* _Aim_
Everything from the line that contains "the pink flower" through the final line of the records should be written out exactly, and nothing outside that span.

* _Task data_

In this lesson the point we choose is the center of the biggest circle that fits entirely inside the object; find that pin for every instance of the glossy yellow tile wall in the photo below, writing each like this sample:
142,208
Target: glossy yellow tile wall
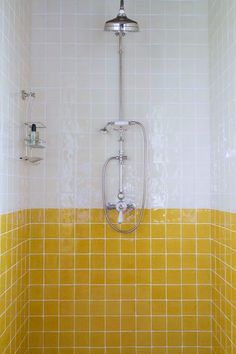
91,288
224,282
14,271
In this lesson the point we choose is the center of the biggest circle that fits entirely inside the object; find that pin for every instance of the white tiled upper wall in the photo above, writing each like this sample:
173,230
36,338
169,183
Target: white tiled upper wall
74,73
15,31
222,49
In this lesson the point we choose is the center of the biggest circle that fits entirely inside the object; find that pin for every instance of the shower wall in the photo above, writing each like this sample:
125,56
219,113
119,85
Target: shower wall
74,72
223,129
92,290
14,268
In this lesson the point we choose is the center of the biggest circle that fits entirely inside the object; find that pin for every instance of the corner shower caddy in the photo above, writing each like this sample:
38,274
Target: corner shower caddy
41,144
29,148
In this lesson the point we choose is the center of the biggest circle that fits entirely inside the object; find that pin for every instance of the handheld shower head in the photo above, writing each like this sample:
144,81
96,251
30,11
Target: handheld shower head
104,130
121,23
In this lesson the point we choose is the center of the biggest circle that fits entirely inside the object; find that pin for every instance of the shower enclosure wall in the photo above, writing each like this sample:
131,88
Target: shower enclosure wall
68,282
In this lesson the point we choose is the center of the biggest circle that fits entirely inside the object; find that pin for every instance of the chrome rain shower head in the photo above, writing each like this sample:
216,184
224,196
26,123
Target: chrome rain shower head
121,23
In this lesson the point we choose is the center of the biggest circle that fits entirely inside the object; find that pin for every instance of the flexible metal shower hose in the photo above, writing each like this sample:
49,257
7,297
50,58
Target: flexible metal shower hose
112,225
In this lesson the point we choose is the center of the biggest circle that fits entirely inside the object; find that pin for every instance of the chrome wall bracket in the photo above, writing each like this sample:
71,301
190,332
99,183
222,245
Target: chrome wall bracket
25,95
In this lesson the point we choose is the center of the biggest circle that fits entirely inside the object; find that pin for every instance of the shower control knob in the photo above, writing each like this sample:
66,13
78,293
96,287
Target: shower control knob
121,206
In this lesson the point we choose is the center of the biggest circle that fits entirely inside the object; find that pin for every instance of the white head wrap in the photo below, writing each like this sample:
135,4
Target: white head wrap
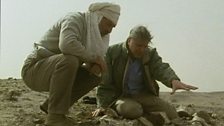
96,44
109,10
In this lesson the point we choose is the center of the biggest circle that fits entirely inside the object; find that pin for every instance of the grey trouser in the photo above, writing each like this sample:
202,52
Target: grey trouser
62,76
134,106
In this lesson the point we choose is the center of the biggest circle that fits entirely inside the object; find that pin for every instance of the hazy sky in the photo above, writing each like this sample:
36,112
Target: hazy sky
188,34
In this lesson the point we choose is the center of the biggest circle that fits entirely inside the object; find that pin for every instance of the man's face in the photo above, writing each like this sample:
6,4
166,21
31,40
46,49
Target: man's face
137,47
105,26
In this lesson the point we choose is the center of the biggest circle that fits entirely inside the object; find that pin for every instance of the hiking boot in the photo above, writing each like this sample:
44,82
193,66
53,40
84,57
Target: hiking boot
59,120
44,107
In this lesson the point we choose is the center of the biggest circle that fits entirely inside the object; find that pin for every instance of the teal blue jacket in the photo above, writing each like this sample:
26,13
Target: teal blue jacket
112,86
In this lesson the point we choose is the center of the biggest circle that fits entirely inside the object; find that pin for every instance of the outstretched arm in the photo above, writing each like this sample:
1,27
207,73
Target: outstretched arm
178,85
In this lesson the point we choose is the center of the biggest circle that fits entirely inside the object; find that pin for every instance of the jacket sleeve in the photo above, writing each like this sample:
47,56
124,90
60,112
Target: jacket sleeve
106,92
69,38
160,70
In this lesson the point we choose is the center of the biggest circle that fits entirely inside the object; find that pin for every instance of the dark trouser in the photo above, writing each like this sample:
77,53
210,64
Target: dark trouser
62,76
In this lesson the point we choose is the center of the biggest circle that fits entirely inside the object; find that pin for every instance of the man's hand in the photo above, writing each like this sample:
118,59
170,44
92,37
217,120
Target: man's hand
95,69
98,112
100,61
176,85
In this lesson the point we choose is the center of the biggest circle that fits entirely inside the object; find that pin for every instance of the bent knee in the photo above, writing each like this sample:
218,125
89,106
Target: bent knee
129,108
70,61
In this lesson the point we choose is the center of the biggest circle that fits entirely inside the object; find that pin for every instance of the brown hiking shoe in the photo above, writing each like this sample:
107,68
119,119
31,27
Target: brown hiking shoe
59,120
44,107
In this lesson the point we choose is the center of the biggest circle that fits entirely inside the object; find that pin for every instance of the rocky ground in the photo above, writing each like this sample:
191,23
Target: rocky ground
19,106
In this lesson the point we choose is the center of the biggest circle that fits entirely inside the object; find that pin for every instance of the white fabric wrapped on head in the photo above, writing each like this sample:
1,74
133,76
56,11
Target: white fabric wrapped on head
109,10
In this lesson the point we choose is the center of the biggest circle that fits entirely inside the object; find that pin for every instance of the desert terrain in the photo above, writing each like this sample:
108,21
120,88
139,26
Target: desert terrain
19,106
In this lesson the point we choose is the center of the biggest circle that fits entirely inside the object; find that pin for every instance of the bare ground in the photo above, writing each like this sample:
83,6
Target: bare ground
19,106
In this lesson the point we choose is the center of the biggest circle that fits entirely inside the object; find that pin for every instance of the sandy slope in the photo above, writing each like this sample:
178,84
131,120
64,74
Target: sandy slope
19,106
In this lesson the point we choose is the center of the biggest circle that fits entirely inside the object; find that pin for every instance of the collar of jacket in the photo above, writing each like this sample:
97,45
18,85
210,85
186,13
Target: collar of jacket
145,58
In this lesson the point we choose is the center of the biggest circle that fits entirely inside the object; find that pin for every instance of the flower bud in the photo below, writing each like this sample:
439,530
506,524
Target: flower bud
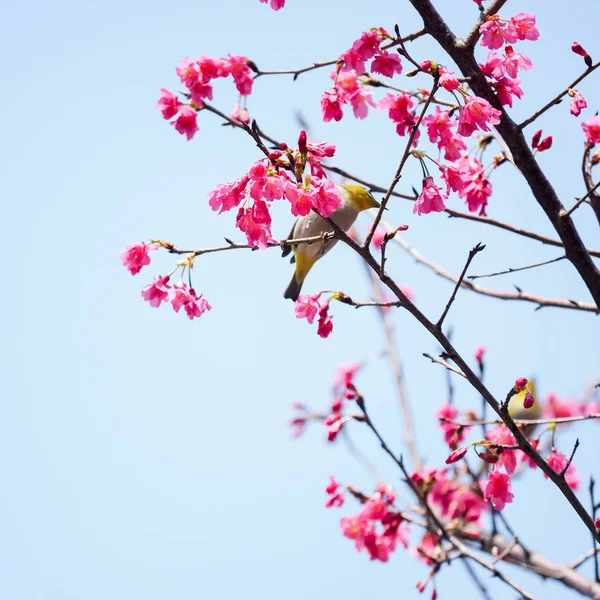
520,383
545,144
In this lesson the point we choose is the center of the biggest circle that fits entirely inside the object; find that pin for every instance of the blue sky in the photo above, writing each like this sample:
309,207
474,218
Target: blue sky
144,456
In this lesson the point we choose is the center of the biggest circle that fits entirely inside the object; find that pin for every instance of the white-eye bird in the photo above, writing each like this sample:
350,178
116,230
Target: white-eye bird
355,199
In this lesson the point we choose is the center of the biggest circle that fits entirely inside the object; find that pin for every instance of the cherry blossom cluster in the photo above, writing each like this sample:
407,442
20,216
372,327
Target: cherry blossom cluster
137,255
196,76
308,307
280,176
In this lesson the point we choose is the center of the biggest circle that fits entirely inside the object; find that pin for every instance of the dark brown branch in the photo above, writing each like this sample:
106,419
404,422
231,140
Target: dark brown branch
540,301
557,98
517,269
511,133
478,248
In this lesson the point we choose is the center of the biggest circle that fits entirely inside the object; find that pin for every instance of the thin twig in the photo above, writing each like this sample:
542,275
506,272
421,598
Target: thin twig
517,269
557,98
442,362
478,248
520,294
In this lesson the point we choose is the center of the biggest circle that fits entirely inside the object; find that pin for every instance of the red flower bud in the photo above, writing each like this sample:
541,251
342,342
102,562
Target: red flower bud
529,400
302,142
520,383
545,144
456,455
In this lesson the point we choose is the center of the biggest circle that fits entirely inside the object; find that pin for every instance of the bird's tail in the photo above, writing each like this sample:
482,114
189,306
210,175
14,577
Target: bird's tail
293,290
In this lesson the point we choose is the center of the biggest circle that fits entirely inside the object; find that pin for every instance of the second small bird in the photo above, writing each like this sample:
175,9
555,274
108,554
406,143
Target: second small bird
355,199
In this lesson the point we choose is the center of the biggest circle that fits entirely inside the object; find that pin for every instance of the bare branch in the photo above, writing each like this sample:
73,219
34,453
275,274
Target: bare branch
517,269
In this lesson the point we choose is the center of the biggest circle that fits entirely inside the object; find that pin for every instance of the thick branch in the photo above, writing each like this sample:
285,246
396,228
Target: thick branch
511,133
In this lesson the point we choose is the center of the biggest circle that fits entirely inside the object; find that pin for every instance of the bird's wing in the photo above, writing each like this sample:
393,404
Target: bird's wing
287,248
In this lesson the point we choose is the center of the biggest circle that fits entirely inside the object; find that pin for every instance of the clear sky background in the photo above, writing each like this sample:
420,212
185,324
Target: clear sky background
147,457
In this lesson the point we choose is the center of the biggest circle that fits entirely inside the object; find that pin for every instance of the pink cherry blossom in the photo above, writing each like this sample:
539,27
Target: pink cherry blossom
275,4
331,105
497,489
591,128
168,104
157,291
136,256
558,462
326,198
242,74
325,323
522,27
255,222
196,305
513,61
493,33
439,125
188,71
228,195
477,113
448,80
506,88
300,199
502,435
430,199
387,64
578,103
186,123
180,296
307,307
453,434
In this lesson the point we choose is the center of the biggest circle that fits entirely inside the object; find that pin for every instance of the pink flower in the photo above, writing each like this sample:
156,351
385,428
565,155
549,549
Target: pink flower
168,104
275,4
439,125
501,435
255,222
522,27
180,296
238,67
196,305
448,80
157,291
506,88
326,198
479,354
387,64
228,195
430,199
477,113
497,489
186,123
188,72
493,33
591,128
325,323
331,106
453,434
513,61
300,199
307,307
135,256
558,462
367,45
577,103
240,113
199,91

* _Solution to this exercise_
In this lesson the point we choose is the center of the biggest circle that fits entirely inside the object; find that pin for every instance of the pink flower in the photo above, writing each like this sample:
156,351
385,428
565,155
549,549
Target: pink flower
168,104
275,4
439,125
501,435
255,222
522,27
180,296
238,67
196,305
448,80
157,291
506,88
326,198
479,354
387,64
228,195
430,199
477,113
497,489
186,123
188,72
493,33
591,128
325,323
331,106
453,434
513,61
300,199
307,307
135,256
558,462
367,45
577,103
240,113
199,91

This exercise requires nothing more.